- _Exercise objective_: Output verbatim the part of the records that opens with the line containing "Mark every instance of the black leggings" and closes with the line containing "<point>43,504</point>", both lines included.

/---

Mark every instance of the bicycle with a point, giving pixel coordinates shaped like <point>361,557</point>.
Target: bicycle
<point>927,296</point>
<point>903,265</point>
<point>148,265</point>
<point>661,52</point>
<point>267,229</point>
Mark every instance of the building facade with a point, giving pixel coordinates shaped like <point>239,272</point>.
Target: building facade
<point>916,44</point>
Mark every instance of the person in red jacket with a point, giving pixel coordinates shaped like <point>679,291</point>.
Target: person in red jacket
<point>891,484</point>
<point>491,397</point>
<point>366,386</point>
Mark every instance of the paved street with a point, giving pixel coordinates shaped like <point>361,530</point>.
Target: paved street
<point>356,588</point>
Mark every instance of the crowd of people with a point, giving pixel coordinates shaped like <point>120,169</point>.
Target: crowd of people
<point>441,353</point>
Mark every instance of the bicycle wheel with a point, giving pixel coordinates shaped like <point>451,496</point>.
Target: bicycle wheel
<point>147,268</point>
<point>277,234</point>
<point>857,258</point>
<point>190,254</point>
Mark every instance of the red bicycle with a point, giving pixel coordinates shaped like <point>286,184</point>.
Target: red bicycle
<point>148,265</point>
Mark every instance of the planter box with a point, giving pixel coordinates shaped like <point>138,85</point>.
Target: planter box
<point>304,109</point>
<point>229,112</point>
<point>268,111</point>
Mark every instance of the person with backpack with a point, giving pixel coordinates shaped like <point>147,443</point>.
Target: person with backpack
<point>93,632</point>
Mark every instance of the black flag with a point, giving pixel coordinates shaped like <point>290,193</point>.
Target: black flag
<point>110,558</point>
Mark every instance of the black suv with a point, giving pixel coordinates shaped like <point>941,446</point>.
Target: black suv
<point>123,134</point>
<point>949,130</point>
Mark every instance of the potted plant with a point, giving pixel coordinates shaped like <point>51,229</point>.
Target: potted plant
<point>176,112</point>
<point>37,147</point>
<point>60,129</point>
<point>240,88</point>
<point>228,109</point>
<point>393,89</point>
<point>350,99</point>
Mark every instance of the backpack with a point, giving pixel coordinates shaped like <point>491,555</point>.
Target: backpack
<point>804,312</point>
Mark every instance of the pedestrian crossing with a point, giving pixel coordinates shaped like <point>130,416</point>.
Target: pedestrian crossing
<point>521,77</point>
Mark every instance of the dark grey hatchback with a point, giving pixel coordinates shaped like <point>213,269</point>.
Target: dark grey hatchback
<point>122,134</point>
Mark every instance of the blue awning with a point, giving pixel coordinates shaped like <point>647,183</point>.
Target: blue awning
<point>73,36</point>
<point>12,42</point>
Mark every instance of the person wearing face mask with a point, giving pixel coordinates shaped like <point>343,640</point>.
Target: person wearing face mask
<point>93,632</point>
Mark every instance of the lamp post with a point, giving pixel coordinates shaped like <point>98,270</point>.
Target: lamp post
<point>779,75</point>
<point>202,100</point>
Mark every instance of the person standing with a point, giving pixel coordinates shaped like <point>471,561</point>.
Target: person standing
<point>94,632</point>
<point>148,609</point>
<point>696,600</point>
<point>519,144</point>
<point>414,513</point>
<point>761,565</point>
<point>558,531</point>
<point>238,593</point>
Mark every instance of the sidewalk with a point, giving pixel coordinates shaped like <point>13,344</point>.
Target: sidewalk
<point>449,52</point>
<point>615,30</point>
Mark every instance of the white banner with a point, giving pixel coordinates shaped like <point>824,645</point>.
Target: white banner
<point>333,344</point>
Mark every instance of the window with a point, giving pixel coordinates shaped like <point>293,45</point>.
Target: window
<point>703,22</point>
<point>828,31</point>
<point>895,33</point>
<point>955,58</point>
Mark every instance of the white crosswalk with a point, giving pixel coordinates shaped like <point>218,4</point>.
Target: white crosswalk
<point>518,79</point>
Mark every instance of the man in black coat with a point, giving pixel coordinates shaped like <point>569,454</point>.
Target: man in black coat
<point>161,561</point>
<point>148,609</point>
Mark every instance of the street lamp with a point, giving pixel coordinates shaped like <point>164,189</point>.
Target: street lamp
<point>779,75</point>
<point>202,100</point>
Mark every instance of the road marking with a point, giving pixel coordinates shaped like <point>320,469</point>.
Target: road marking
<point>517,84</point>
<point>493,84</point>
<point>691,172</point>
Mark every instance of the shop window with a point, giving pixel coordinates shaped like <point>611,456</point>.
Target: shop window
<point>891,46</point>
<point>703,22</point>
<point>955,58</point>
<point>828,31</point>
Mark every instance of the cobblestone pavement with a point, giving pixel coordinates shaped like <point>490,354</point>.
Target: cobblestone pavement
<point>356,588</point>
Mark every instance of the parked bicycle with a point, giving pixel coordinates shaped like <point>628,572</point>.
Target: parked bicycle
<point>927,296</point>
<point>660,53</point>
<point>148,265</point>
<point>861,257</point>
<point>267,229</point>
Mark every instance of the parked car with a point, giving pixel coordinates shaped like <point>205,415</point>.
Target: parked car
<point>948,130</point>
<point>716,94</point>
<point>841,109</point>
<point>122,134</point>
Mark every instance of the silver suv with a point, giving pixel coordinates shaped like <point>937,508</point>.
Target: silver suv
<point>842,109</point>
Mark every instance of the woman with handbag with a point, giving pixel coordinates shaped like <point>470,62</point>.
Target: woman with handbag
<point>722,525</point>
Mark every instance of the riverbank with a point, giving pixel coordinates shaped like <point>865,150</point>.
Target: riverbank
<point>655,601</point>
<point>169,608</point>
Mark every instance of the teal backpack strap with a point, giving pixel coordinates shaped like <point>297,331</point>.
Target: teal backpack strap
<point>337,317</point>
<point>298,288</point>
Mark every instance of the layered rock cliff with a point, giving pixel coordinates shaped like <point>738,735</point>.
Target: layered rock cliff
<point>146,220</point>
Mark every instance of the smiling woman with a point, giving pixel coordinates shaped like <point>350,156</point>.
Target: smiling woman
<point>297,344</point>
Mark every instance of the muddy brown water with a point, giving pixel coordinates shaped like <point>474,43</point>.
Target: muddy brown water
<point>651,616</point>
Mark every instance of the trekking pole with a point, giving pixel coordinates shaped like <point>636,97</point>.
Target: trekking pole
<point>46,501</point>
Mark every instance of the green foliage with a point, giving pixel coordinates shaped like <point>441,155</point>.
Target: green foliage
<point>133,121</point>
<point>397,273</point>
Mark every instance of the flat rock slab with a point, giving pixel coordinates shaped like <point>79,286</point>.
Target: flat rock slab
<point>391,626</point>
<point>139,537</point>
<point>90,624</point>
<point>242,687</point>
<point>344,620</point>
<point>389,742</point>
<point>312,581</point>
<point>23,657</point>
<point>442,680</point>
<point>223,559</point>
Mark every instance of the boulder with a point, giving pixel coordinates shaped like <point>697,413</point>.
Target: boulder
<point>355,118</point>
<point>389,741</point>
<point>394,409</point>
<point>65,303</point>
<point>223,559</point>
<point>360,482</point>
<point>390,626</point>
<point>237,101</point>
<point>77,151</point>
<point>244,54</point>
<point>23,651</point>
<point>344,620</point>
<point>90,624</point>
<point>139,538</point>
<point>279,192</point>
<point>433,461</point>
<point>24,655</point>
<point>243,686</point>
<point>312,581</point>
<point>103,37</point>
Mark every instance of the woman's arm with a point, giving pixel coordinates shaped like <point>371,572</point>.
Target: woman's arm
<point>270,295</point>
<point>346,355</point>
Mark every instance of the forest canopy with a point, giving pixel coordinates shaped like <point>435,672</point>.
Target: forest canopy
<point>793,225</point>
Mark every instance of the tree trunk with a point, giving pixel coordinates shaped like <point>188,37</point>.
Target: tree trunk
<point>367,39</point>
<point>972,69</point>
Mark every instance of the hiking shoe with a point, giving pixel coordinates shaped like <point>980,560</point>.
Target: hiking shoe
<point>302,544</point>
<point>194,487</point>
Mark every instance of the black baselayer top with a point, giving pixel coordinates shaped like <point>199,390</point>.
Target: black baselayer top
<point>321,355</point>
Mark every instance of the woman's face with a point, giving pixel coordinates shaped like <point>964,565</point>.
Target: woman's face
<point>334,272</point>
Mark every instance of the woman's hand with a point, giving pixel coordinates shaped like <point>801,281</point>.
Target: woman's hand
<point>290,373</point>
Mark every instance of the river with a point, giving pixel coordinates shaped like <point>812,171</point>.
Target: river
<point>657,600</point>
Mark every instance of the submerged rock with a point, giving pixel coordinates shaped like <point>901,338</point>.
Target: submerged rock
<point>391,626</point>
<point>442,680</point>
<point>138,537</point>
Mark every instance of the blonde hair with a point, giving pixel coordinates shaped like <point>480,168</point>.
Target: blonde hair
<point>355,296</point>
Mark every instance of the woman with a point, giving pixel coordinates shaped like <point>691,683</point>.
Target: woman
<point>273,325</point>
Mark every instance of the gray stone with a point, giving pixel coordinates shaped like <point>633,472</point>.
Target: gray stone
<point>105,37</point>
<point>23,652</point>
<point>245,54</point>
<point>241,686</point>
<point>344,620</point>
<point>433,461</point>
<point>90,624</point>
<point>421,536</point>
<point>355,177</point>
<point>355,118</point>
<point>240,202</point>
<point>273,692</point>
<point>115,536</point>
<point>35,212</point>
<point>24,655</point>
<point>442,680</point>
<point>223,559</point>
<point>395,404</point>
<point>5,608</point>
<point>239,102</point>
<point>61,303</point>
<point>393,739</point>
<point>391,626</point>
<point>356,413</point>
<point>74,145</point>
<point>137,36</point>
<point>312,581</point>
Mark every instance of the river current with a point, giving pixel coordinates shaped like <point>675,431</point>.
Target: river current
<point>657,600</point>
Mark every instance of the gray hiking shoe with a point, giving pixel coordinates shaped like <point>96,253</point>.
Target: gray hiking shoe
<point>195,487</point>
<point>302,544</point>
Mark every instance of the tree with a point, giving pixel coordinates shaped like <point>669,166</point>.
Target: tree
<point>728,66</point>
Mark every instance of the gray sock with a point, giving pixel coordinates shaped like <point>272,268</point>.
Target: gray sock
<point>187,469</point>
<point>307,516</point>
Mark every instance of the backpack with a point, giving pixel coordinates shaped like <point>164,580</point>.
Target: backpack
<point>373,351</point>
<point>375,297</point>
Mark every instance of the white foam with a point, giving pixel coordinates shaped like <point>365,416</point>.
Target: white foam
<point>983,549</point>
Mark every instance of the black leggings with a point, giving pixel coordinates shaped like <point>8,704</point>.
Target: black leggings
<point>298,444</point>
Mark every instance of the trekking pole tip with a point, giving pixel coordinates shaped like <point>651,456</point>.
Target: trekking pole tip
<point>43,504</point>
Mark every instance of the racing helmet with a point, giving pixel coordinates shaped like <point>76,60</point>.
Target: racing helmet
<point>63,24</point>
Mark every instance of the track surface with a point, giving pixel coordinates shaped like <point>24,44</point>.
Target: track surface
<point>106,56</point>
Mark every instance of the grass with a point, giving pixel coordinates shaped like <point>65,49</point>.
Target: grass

\---

- _Solution for this exercise_:
Mark every instance of the black leggings with a point, giving pixel coordinates shaped like <point>8,704</point>.
Target: black leggings
<point>298,444</point>
Mark every instance of the trekking pole tip with a point, giving pixel coordinates shaped like <point>651,456</point>.
Target: trekking pole tip
<point>43,504</point>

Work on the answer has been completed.